WRITTEN TASK: Display each line of the data below that contains the string "songbird".

DATA RECORDS:
****************************************

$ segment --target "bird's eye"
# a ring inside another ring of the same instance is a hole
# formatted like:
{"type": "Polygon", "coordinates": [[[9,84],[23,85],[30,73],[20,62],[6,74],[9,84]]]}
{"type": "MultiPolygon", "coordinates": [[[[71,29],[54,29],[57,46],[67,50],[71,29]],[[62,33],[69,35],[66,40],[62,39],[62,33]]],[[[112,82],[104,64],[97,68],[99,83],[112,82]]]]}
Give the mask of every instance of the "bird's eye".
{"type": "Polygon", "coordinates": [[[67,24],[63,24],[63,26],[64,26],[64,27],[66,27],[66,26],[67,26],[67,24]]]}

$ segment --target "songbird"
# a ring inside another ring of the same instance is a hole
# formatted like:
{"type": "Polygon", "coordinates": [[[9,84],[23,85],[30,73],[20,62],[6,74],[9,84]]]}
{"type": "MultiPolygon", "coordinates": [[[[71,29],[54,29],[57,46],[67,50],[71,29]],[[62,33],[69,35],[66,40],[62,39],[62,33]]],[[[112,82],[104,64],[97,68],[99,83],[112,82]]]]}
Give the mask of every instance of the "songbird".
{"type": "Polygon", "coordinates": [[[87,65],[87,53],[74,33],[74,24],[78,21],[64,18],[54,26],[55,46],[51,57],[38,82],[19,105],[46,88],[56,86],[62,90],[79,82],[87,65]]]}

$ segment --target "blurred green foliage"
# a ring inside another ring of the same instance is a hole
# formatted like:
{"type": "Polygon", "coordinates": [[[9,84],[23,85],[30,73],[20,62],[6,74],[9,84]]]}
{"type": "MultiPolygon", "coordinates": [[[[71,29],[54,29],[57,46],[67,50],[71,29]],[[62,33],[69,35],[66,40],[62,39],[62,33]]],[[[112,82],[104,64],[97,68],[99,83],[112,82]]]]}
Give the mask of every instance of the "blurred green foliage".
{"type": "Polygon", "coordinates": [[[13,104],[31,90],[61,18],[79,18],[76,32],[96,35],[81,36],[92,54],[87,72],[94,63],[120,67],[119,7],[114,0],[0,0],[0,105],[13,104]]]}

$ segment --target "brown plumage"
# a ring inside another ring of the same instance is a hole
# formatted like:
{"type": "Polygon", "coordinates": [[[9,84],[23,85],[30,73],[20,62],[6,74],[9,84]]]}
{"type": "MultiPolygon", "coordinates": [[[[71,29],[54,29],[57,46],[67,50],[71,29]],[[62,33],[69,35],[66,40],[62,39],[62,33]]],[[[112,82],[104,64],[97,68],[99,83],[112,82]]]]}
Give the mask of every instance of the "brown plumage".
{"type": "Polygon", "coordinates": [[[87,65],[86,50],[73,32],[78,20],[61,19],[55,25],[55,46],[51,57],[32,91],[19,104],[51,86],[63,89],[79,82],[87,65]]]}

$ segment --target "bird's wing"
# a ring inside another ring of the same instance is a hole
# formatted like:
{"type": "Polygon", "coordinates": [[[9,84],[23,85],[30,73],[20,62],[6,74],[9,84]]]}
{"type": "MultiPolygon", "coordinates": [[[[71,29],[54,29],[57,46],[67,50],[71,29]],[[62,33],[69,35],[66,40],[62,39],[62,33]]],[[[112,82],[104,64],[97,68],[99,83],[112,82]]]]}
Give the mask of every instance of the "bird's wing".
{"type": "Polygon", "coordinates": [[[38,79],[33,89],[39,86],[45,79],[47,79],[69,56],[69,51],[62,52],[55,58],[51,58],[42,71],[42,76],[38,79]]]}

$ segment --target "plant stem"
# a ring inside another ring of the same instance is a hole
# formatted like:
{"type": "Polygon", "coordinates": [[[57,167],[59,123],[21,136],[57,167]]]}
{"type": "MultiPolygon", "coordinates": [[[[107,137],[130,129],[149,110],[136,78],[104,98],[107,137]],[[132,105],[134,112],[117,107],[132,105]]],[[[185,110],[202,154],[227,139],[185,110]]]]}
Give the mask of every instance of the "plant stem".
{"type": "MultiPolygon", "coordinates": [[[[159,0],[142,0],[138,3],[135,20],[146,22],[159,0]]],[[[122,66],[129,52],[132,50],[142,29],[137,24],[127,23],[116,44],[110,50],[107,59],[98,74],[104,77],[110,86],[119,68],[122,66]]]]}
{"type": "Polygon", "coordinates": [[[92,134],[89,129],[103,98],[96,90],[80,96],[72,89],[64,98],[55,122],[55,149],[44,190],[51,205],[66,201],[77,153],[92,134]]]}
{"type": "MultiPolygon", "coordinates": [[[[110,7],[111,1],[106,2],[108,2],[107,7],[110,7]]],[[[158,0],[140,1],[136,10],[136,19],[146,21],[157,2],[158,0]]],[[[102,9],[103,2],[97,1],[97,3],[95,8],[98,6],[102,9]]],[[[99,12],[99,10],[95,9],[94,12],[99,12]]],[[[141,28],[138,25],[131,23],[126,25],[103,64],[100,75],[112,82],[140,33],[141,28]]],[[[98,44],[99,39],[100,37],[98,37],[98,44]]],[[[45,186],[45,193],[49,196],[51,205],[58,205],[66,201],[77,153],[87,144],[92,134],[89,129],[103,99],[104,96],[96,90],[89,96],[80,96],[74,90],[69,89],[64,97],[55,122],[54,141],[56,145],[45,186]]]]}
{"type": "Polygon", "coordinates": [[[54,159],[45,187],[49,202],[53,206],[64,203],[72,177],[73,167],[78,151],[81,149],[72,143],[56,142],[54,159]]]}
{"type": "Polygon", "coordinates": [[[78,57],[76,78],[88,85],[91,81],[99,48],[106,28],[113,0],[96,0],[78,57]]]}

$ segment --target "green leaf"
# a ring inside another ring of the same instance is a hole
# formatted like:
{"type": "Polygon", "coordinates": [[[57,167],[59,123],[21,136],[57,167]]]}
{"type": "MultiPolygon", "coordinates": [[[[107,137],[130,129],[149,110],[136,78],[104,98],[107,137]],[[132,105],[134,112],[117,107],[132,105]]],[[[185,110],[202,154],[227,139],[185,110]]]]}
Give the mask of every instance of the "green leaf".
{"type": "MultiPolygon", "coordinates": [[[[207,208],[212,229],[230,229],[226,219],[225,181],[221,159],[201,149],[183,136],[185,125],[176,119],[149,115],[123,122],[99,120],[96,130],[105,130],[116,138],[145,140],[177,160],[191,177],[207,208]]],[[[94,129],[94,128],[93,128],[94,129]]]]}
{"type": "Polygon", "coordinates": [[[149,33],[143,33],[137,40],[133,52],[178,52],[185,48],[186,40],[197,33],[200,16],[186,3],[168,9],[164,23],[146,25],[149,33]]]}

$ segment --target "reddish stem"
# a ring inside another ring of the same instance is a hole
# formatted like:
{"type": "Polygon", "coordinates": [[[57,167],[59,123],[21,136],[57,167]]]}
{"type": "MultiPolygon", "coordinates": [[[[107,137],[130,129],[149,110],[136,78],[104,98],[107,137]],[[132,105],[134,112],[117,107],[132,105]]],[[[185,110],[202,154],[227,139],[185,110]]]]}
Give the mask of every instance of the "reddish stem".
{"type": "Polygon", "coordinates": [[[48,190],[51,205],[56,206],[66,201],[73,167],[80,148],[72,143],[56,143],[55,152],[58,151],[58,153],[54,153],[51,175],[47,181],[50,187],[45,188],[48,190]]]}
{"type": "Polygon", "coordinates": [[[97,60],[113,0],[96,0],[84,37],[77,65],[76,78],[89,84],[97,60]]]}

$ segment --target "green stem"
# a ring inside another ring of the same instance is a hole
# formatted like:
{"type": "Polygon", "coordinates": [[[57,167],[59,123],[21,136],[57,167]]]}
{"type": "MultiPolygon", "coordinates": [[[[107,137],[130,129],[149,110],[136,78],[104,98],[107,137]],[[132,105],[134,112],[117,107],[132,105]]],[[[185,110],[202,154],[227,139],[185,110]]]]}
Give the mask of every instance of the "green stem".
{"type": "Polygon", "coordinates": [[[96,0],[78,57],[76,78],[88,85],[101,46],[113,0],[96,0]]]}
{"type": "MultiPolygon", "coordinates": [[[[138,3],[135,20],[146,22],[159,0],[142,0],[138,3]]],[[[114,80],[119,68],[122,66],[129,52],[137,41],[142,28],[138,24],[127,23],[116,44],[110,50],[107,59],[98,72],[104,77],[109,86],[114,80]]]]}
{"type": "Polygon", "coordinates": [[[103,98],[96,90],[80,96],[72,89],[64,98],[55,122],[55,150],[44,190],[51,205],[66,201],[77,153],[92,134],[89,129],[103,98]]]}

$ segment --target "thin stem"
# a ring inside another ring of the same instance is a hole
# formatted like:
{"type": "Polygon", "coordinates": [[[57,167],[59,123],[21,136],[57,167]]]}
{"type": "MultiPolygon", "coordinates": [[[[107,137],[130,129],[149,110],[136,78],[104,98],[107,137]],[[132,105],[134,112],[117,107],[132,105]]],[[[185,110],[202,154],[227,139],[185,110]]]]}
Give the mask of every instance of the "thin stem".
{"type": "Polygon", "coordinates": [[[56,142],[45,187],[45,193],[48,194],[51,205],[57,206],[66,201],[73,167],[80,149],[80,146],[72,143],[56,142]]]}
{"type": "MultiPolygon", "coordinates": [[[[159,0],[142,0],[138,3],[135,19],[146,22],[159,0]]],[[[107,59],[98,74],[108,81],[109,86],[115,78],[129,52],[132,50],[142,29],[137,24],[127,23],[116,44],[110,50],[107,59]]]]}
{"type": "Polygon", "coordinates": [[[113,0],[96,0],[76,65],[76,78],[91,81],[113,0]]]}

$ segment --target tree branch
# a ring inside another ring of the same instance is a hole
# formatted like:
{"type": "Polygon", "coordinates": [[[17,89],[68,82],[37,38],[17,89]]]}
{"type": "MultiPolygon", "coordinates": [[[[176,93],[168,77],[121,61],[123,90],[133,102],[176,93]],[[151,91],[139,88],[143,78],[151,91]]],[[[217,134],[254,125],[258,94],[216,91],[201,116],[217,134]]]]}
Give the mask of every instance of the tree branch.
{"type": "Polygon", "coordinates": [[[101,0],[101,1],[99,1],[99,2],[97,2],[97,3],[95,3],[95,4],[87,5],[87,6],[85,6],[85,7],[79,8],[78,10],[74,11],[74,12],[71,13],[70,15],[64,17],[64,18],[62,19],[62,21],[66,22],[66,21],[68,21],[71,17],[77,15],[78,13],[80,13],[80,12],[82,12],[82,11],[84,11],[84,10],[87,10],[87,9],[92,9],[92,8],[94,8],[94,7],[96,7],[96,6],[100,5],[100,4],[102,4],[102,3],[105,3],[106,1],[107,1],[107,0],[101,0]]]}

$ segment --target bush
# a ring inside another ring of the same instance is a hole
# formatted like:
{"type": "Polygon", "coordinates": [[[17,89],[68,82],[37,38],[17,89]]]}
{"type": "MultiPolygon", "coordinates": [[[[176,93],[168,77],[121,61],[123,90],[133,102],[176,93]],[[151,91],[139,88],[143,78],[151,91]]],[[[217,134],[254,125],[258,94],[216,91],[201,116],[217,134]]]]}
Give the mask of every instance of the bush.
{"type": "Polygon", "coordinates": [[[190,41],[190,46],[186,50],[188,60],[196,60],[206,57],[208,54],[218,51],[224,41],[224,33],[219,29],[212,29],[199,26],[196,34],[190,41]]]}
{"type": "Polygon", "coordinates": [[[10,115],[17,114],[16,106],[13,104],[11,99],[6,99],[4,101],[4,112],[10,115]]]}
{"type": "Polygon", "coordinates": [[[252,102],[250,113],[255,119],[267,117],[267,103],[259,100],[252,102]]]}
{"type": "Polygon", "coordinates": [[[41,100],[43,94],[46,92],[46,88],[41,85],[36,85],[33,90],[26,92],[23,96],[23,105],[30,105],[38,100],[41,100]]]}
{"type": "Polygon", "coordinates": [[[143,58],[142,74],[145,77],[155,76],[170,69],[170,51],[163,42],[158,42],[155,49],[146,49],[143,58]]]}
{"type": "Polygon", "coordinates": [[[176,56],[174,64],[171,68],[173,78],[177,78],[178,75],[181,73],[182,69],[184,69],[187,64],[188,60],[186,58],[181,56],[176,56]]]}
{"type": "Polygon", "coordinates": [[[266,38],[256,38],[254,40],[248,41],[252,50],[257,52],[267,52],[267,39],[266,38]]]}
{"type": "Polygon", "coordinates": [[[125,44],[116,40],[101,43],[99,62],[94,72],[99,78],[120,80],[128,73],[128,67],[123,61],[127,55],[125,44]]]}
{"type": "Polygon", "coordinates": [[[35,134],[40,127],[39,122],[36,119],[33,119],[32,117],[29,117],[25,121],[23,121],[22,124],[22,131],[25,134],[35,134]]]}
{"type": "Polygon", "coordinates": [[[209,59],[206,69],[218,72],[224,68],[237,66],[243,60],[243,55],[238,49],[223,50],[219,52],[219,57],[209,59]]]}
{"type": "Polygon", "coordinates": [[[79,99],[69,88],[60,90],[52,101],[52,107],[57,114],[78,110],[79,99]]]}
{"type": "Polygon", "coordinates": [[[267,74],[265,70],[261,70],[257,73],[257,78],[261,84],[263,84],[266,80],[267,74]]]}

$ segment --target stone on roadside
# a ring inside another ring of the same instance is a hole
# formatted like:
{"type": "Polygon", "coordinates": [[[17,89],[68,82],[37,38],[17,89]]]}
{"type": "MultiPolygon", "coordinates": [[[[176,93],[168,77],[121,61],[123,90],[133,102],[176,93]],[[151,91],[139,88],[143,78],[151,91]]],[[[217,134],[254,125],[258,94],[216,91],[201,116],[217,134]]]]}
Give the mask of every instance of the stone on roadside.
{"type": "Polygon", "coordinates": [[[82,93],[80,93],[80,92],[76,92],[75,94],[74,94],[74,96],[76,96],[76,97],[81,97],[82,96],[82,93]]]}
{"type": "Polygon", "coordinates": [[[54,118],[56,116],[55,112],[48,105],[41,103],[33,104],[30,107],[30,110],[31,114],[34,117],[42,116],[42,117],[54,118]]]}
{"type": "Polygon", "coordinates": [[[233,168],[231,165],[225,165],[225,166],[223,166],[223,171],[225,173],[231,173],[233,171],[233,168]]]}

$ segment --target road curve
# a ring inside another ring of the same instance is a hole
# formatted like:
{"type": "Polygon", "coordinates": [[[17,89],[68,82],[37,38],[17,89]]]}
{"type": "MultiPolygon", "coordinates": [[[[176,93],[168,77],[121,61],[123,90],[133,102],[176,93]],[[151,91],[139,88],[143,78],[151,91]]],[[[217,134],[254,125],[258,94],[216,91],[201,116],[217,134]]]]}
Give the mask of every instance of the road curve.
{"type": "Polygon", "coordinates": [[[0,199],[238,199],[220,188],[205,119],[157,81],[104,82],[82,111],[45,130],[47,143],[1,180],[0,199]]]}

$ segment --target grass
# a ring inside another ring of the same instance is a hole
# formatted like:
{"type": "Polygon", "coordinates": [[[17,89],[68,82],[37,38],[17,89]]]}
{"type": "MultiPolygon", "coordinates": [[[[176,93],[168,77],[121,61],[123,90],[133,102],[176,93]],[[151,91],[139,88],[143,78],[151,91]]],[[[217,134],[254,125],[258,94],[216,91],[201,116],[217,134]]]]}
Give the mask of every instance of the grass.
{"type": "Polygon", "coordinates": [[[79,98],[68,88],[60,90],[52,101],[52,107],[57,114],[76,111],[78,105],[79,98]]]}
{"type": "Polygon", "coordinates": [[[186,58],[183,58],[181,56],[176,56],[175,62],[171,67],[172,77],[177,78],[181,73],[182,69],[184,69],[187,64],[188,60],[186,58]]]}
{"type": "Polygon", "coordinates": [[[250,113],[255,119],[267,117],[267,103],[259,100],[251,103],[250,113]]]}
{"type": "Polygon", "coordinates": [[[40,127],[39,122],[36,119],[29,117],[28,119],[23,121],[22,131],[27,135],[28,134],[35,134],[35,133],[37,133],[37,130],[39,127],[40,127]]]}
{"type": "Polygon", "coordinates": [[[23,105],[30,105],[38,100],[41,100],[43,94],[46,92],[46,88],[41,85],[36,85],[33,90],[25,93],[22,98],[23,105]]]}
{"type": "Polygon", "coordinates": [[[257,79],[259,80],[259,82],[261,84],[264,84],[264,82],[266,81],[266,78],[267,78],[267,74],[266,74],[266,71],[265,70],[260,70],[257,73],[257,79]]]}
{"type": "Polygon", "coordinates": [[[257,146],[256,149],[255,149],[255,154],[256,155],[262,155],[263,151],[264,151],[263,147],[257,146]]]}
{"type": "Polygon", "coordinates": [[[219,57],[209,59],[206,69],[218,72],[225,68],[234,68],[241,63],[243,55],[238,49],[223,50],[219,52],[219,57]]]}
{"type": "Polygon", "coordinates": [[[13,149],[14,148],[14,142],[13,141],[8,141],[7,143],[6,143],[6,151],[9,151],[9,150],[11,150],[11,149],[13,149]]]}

****************************************

TASK RESPONSE:
$ segment --target "songbird"
Give the mask of every instance of the "songbird".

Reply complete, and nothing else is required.